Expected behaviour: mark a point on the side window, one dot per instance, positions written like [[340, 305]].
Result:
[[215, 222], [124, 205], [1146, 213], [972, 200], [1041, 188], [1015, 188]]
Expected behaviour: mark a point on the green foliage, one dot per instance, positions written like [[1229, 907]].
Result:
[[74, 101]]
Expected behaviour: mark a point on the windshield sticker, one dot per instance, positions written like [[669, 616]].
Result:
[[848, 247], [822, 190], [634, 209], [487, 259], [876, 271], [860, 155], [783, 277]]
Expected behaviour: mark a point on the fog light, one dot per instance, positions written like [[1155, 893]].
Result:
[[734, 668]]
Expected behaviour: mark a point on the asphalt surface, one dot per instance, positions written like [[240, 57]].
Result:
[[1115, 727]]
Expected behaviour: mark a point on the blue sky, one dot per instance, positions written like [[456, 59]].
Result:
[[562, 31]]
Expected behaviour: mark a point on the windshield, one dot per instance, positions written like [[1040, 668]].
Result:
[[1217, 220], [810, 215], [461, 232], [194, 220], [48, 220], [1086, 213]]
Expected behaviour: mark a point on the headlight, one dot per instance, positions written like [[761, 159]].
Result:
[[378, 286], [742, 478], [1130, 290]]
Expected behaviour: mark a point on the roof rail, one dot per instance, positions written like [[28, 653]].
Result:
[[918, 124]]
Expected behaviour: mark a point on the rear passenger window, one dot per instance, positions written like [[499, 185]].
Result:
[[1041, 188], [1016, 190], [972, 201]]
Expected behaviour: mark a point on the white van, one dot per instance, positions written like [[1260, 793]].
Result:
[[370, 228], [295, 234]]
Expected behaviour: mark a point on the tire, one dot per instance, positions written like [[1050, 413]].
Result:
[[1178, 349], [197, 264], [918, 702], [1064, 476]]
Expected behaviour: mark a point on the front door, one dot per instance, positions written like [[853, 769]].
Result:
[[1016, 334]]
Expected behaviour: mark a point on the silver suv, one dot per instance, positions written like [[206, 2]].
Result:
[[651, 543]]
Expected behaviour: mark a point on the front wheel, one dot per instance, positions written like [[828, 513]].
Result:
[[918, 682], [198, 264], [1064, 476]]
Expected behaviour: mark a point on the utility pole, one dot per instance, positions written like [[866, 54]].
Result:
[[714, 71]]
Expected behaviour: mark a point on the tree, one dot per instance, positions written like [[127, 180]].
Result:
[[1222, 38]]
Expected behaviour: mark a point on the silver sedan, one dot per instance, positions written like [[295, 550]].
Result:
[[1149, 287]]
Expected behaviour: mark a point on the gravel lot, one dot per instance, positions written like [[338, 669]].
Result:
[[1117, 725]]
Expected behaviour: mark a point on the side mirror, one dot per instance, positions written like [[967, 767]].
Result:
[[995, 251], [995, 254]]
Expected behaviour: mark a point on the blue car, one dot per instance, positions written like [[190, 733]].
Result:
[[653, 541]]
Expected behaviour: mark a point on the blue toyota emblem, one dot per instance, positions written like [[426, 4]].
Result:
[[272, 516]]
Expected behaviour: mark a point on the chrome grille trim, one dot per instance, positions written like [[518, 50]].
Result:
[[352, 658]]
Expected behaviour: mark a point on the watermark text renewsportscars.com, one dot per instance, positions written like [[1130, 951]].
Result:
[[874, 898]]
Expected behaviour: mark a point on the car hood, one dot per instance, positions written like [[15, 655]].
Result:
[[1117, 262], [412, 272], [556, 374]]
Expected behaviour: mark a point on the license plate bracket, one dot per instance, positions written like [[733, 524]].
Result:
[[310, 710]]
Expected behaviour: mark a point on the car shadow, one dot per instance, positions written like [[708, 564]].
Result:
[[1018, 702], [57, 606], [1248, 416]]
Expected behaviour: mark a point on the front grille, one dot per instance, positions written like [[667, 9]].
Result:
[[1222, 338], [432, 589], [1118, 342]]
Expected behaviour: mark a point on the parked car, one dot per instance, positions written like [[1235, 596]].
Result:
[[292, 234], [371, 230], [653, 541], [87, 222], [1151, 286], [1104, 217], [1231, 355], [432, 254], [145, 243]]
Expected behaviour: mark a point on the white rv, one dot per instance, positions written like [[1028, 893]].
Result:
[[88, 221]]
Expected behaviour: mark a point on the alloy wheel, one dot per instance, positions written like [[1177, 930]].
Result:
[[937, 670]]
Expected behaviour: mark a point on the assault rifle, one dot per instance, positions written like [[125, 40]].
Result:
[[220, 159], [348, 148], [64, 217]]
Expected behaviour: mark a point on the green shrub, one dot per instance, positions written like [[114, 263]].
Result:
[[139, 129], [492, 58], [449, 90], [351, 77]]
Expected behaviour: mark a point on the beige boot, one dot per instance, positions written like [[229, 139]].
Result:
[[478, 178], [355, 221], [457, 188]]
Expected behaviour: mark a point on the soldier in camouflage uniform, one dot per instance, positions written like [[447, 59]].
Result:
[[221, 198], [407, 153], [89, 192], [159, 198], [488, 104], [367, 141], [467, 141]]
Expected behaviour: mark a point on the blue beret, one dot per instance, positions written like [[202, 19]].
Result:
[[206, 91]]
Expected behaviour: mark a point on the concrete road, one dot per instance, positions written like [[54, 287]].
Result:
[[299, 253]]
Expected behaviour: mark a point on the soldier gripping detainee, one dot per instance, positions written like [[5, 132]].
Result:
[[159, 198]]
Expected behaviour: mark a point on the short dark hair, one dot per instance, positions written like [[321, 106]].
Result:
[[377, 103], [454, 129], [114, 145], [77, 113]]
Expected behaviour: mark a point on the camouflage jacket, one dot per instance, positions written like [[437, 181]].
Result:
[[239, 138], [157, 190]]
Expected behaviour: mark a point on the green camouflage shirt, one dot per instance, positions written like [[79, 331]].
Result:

☆ ☆ ☆ ☆

### [WRITTEN EXERCISE]
Can you return, word for word, the lines of the material above, starting at the line containing "Expected behaviour: mark a point on the green foliage, one" and ending at the line containing "220], [1086, 213]]", with both of those lines included?

### [TASK OUTPUT]
Expected behaviour: mark a point on the green foliage, one dot per instance, positions written like [[1229, 907]].
Result:
[[74, 101]]
Expected behaviour: mark a point on the windshield sticker, one dot per instance, positions written like [[669, 616]].
Result:
[[848, 247], [822, 190], [634, 209], [487, 259], [876, 271], [860, 155], [783, 277]]
Expected behaviour: mark a point on the fog light, one dot per instance, positions written like [[1155, 893]].
Result:
[[734, 668]]
Expected behaviour: mark a point on the asphalt surface, one dot per instance, positions written like [[240, 57]].
Result:
[[1115, 727]]
Expected behaviour: mark a point on the blue sky, one dot per instance, positions written like [[456, 59]].
Result:
[[562, 31]]
Expected behaviour: mark a point on the windshield, one dot per instance, positions written like [[1040, 668]].
Result:
[[1217, 220], [810, 215], [461, 232], [194, 220], [48, 220], [1086, 213]]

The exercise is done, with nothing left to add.